__Stored entries__:
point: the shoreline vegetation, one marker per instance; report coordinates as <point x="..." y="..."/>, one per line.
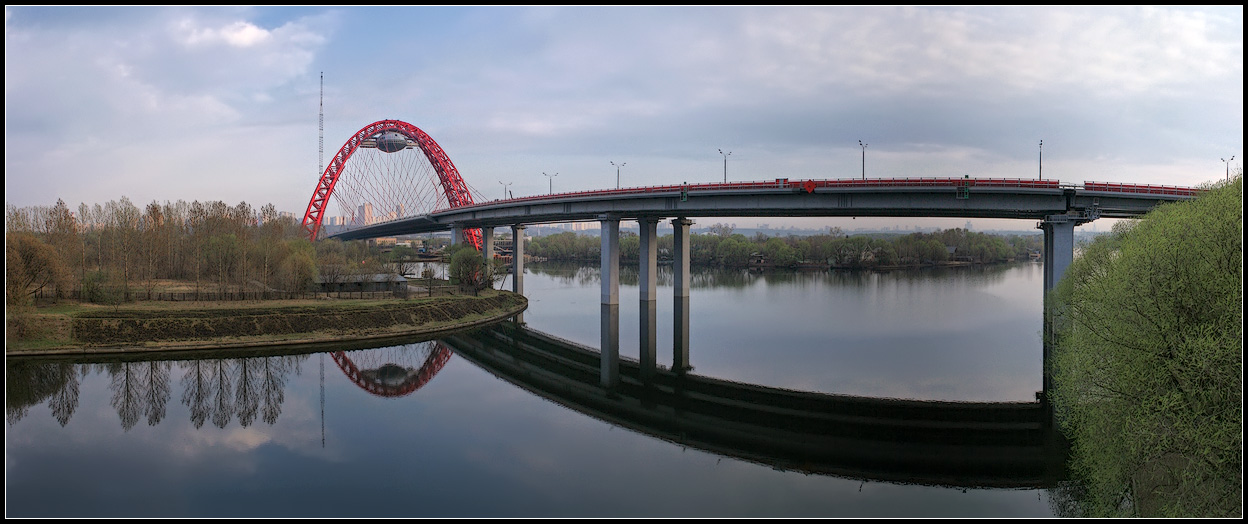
<point x="79" y="329"/>
<point x="1148" y="363"/>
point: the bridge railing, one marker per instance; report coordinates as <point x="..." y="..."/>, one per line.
<point x="783" y="184"/>
<point x="1138" y="189"/>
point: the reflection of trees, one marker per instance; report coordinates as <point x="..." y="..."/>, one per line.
<point x="220" y="394"/>
<point x="212" y="389"/>
<point x="195" y="387"/>
<point x="140" y="388"/>
<point x="64" y="401"/>
<point x="248" y="391"/>
<point x="221" y="388"/>
<point x="1067" y="499"/>
<point x="28" y="383"/>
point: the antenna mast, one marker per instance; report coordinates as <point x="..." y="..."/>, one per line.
<point x="320" y="160"/>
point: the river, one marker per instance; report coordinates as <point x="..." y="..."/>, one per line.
<point x="296" y="436"/>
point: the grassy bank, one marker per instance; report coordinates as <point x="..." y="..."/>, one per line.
<point x="177" y="325"/>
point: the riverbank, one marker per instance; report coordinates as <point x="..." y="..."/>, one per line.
<point x="76" y="329"/>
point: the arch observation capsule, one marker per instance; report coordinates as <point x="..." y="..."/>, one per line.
<point x="392" y="141"/>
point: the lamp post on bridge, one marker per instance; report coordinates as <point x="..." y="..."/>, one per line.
<point x="864" y="159"/>
<point x="725" y="164"/>
<point x="550" y="177"/>
<point x="618" y="171"/>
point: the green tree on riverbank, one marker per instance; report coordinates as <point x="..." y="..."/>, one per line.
<point x="1148" y="366"/>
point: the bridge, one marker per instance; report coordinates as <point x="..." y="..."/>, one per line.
<point x="438" y="200"/>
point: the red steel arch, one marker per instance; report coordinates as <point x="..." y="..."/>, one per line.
<point x="452" y="184"/>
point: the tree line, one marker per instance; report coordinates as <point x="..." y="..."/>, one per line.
<point x="1148" y="376"/>
<point x="725" y="248"/>
<point x="117" y="251"/>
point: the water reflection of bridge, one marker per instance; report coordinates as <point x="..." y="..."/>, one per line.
<point x="937" y="443"/>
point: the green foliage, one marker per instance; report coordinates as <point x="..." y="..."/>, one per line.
<point x="1148" y="336"/>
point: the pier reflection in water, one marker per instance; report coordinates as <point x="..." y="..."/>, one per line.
<point x="1007" y="444"/>
<point x="234" y="436"/>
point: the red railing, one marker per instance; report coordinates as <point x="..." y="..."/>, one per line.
<point x="810" y="185"/>
<point x="1138" y="189"/>
<point x="785" y="184"/>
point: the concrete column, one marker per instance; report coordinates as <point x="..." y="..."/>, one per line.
<point x="1058" y="255"/>
<point x="648" y="352"/>
<point x="610" y="351"/>
<point x="680" y="336"/>
<point x="680" y="296"/>
<point x="518" y="260"/>
<point x="680" y="257"/>
<point x="610" y="280"/>
<point x="1058" y="248"/>
<point x="649" y="258"/>
<point x="487" y="252"/>
<point x="487" y="245"/>
<point x="610" y="256"/>
<point x="648" y="277"/>
<point x="457" y="235"/>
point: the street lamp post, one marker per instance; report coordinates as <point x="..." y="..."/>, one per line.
<point x="864" y="159"/>
<point x="618" y="172"/>
<point x="1041" y="175"/>
<point x="550" y="177"/>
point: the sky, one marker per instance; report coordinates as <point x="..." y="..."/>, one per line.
<point x="166" y="104"/>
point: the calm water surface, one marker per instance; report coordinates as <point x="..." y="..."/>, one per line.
<point x="295" y="436"/>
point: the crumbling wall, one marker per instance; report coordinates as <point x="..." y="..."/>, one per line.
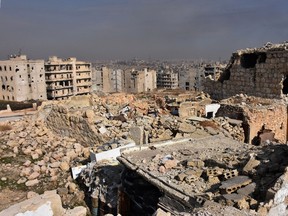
<point x="256" y="72"/>
<point x="273" y="118"/>
<point x="65" y="123"/>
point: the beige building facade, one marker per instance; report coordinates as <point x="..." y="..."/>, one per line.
<point x="138" y="81"/>
<point x="167" y="79"/>
<point x="67" y="77"/>
<point x="22" y="79"/>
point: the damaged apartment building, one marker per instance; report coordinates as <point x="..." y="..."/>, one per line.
<point x="167" y="78"/>
<point x="129" y="80"/>
<point x="257" y="80"/>
<point x="67" y="77"/>
<point x="22" y="79"/>
<point x="260" y="72"/>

__What the exercise asks__: Every record above should be transcribed exactly; the pictures stay out of the copy.

__Task response__:
point: the shoreline vegetation, one marker per instance; report coordinates as <point x="..." y="..."/>, one per line.
<point x="79" y="329"/>
<point x="1148" y="363"/>
point: the bridge railing, one marker per instance; report coordinates as <point x="..." y="..."/>, one per line.
<point x="783" y="184"/>
<point x="1138" y="189"/>
point: the reflection of trees, one marker per instance; report coordinates as <point x="..." y="..."/>, one per line.
<point x="220" y="394"/>
<point x="212" y="389"/>
<point x="195" y="387"/>
<point x="140" y="388"/>
<point x="64" y="401"/>
<point x="248" y="391"/>
<point x="221" y="388"/>
<point x="1067" y="499"/>
<point x="28" y="383"/>
point: the antenna mast, one marker per instance; report coordinates as <point x="..." y="..."/>, one per line.
<point x="320" y="160"/>
point: the river, one marker per instance; report coordinates as <point x="..." y="..."/>, one per line.
<point x="296" y="436"/>
point: the grassy bank, one marker per instance; report coordinates as <point x="..." y="..."/>, one per line.
<point x="177" y="325"/>
point: the riverbank, one marker per instance; report coordinates as <point x="..." y="..."/>, one per line.
<point x="76" y="329"/>
point: the arch observation capsule, one marker per instance; report coordinates as <point x="..." y="..."/>, one per line.
<point x="392" y="141"/>
point: the lamp post on bridge, one marker per instance; report coordinates as <point x="..." y="..."/>, one per line.
<point x="864" y="159"/>
<point x="725" y="164"/>
<point x="550" y="177"/>
<point x="618" y="171"/>
point: the green tree on riverbank, one marker per instance; report coordinates as <point x="..." y="..."/>, one per line.
<point x="1148" y="366"/>
point: the bridge, one marker per instance; report coordinates as <point x="..." y="..."/>, one per line.
<point x="438" y="200"/>
point: the red steel arch, one marker per instance; report coordinates as <point x="..." y="..."/>, one per line.
<point x="452" y="184"/>
point: the tree line, one marker per instance; report coordinates as <point x="..." y="..."/>, one per line.
<point x="1148" y="376"/>
<point x="725" y="248"/>
<point x="117" y="251"/>
point: the water reflection of bridge, one marker per instance; report coordinates as <point x="..." y="..."/>, one per line.
<point x="937" y="443"/>
point: the green foliage, one marker per instance; report coordinates as <point x="..." y="..."/>, one per line.
<point x="1148" y="336"/>
point: the pier reflection in water, one marker per instance; report coordinates as <point x="..." y="..."/>, one per line.
<point x="1007" y="444"/>
<point x="234" y="436"/>
point: the red railing, one marker per instance; report coordinates as <point x="..." y="..."/>, one per line.
<point x="810" y="185"/>
<point x="1138" y="189"/>
<point x="785" y="184"/>
point: the concrete column, one marker per instance; report coordinates as <point x="..." y="..."/>, one per line.
<point x="1058" y="255"/>
<point x="648" y="352"/>
<point x="610" y="351"/>
<point x="680" y="336"/>
<point x="680" y="296"/>
<point x="518" y="260"/>
<point x="680" y="257"/>
<point x="610" y="280"/>
<point x="1058" y="248"/>
<point x="649" y="258"/>
<point x="487" y="252"/>
<point x="487" y="245"/>
<point x="610" y="256"/>
<point x="648" y="277"/>
<point x="457" y="235"/>
point: the street lamp post, one marker per instance; report coordinates as <point x="..." y="..."/>, one per line.
<point x="864" y="159"/>
<point x="618" y="172"/>
<point x="1041" y="175"/>
<point x="550" y="177"/>
point: the sky, one marker per instance; report coordinates as <point x="..." y="..."/>, one per line.
<point x="166" y="104"/>
point: the calm water surface, one marker per instance; report coordinates as <point x="..." y="..."/>, one per line.
<point x="295" y="436"/>
point: the crumbling wall, one marker per instance; report coordinates as <point x="..." y="..."/>, one per line.
<point x="256" y="72"/>
<point x="273" y="118"/>
<point x="65" y="123"/>
point: the beige building facade, one marker per instance; report coordinates as <point x="..." y="..."/>, one per line.
<point x="138" y="81"/>
<point x="167" y="79"/>
<point x="67" y="77"/>
<point x="22" y="79"/>
point: the damaged apartment building, one marker per instance; report coordinates as <point x="..." y="..."/>, one per line.
<point x="167" y="78"/>
<point x="129" y="80"/>
<point x="257" y="80"/>
<point x="67" y="77"/>
<point x="22" y="79"/>
<point x="260" y="72"/>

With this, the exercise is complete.